**WHAT YOU ARE ASKED TO DO**
From the entries below, pull out every line that contains the string "costume" and copy each one in full.

Saved entries:
■ ■ ■ ■ ■ ■ ■
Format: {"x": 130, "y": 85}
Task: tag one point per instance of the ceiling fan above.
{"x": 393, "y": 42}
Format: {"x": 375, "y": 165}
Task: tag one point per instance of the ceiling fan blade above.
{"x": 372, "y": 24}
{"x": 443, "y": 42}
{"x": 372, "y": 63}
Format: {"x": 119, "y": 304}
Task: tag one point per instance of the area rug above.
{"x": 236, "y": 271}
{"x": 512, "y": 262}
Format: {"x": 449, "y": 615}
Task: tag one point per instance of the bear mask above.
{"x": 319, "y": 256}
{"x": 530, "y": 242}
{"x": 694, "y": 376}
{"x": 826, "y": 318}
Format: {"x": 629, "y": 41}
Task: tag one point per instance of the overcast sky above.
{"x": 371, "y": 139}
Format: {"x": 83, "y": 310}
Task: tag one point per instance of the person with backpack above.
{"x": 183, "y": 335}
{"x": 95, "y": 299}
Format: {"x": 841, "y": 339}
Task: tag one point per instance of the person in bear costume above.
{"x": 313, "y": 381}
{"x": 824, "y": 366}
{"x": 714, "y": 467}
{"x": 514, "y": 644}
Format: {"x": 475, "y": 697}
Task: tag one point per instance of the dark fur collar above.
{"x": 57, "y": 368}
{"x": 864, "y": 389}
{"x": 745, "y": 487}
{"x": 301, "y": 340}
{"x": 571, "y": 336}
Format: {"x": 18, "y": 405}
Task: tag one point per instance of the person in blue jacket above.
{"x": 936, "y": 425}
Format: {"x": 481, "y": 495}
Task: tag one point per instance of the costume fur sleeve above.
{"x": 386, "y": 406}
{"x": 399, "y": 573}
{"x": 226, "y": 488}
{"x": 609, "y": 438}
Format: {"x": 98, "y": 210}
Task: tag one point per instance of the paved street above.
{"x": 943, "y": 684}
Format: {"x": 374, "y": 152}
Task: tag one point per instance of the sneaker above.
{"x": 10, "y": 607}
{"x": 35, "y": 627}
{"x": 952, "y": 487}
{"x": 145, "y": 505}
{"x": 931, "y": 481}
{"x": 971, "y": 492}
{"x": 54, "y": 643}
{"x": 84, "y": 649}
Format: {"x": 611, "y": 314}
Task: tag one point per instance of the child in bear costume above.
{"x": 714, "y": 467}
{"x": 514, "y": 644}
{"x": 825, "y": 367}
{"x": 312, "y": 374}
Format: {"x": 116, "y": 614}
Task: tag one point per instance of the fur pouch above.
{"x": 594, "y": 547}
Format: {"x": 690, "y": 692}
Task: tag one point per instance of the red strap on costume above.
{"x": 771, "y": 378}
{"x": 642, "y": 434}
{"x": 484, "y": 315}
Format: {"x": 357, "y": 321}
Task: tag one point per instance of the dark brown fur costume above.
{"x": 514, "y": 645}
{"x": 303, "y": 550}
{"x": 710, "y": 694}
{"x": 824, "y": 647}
■ ■ ■ ■ ■ ■ ■
**RESPONSE FOR THIS EXERCISE**
Task: tag one point per instance of the person in bear costume above.
Task: tag one point per instance of the costume fur sleeve above.
Task: tag one point per instance of the child in bear costume above.
Task: tag one point per instance of the red strap on costume above.
Task: tag one point per instance of the dark brown fur costume above.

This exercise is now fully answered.